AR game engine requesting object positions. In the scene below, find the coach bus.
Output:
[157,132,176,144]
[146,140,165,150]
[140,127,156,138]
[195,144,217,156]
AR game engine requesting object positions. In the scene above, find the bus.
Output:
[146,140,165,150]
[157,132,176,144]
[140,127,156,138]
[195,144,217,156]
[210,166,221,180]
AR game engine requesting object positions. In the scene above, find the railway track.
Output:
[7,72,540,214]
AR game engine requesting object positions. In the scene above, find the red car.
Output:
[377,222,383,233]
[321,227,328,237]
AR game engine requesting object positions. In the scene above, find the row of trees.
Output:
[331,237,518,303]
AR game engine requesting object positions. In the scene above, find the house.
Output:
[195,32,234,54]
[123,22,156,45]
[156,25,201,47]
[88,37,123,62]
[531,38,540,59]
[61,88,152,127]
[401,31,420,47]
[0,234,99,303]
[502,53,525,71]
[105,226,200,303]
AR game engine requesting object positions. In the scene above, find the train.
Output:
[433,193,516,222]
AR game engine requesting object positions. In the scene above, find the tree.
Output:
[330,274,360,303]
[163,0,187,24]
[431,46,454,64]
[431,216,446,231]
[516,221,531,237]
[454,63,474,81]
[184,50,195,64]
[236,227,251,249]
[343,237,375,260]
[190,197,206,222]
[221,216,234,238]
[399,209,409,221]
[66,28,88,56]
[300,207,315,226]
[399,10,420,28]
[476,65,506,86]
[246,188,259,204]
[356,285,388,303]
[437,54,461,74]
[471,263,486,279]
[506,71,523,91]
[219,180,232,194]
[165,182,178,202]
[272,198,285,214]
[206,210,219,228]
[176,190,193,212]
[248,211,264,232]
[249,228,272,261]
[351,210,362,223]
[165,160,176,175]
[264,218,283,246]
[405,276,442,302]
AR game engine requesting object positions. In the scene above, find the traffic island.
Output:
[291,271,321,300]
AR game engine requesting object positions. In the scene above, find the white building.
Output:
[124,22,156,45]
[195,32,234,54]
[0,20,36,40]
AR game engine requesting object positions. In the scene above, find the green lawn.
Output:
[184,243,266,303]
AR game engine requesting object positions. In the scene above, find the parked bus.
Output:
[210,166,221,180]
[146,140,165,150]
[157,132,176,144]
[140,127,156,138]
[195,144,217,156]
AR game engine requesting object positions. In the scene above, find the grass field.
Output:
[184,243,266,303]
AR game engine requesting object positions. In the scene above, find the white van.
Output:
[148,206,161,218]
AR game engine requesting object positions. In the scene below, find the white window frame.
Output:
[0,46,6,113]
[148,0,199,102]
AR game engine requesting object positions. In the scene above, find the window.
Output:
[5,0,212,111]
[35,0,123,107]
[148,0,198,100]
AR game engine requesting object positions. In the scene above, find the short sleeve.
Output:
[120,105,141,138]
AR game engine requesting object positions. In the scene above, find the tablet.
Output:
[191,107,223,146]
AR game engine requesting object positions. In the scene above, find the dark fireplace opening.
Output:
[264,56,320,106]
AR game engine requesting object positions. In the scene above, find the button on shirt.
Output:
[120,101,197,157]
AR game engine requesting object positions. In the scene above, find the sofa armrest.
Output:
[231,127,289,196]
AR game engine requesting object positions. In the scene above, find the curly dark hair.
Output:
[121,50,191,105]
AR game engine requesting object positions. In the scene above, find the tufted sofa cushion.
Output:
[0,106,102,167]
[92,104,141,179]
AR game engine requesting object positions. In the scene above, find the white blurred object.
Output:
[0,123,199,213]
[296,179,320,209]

————————

What to work on :: Render all of the entries above as a two-column CSV with the columns request and output. Give one row per entry, putting each entry's text and its answer in separate quoted fields and replacing any line breaks with spaces.

Exercise output ::
request,output
"AR game engine requesting object positions. In the scene below, find the coach bus. Output:","[157,132,176,144] [146,140,165,150] [140,127,156,138] [195,144,217,156]"
"AR game engine requesting object positions. In the scene above, find the bus. Output:","[146,140,165,150] [157,132,176,144] [140,127,156,138] [195,144,217,156] [210,166,221,180]"
"AR game engine requesting object positions. In the scene above, find the railway track. Output:","[7,72,540,214]"
"AR game engine requesting object positions. In the scene above, find the red car. Output:","[377,222,383,233] [321,227,328,237]"
"AR game engine requesting object positions. In the scene above, find the row of trees. Output:","[331,237,518,303]"
"AR game engine requesting object positions. In the scene above, find the house. Output:","[195,32,234,54] [123,22,156,45] [156,25,201,47] [88,37,123,62] [531,38,540,59] [61,88,152,127] [401,31,420,47] [0,234,99,303] [502,53,525,71] [105,226,200,303]"
"AR game engine requesting object positions. In the scene above, find the train. Output:","[433,193,516,222]"
"AR game engine requesting object positions. In the scene above, find the tree. Output:","[330,274,360,303] [163,0,187,24] [431,46,454,64] [431,216,446,231] [516,221,531,237] [454,63,474,81] [184,50,195,64] [236,227,251,249] [343,237,375,260] [190,197,206,222] [221,216,234,238] [399,209,409,221] [66,28,88,56] [300,207,315,226] [399,10,420,28] [476,65,506,86] [246,188,259,204] [356,285,388,303] [437,54,461,74] [471,263,486,279] [506,71,523,91] [219,180,232,194] [165,182,178,202] [272,198,285,214] [206,210,219,228] [176,190,193,212] [248,211,264,232] [249,228,272,261] [351,210,362,223] [165,160,176,175] [264,218,283,246] [405,276,442,302]"
"AR game engine requesting object positions. In the scene above, find the traffic island. Output:","[291,271,321,300]"
"AR game engine requesting object positions. In the scene above, find the white building. Output:","[124,22,156,45] [195,32,234,54] [0,20,36,40]"
"AR game engine requesting object positions. In the scene above, find the green lawn. Output:","[184,243,266,303]"
"AR game engine requesting object positions. In the scene above, find the parked bus. Output:","[210,166,221,180] [146,140,165,150] [157,132,176,144] [140,127,156,138] [195,144,217,156]"
"AR game engine requesting object positions. In the scene above, find the grass field. Output:","[184,243,266,303]"
"AR game engine requesting object positions. In the scene above, find the white van. Output:","[148,206,161,218]"
"AR game engine requesting object positions. In the scene below, find the white window frame. Output:","[0,46,6,113] [148,0,199,102]"
"AR game engine requesting object positions. In the scene above, find the window. Output:","[5,0,212,111] [35,0,123,107] [148,0,198,100]"
"AR game engine requesting object positions. In the scene above, find the short sleeve. Output:","[120,105,141,138]"
"AR game engine requesting object positions. In the scene above, find the tablet. Output:","[191,107,223,146]"
"AR game engine requesting object positions. In the scene above, find the dark fireplace opening. Output:","[264,56,320,106]"
"AR game engine requesting object positions. In the scene above, find the button on shirt. Output:","[120,101,197,157]"
"AR game engine requesting object positions. In the scene above, find the sofa armrest. Output:","[231,127,289,196]"
"AR game engine requesting object positions. In the scene above, find the curly dark hair. Output:","[121,50,191,105]"
"AR game engine requesting object positions. In the scene above, find the tufted sofa cushion. Output:","[0,106,102,167] [92,104,141,179]"
"AR game engine requesting object positions. In the scene above, find the white blurred object. Output:","[0,123,199,213] [296,179,320,209]"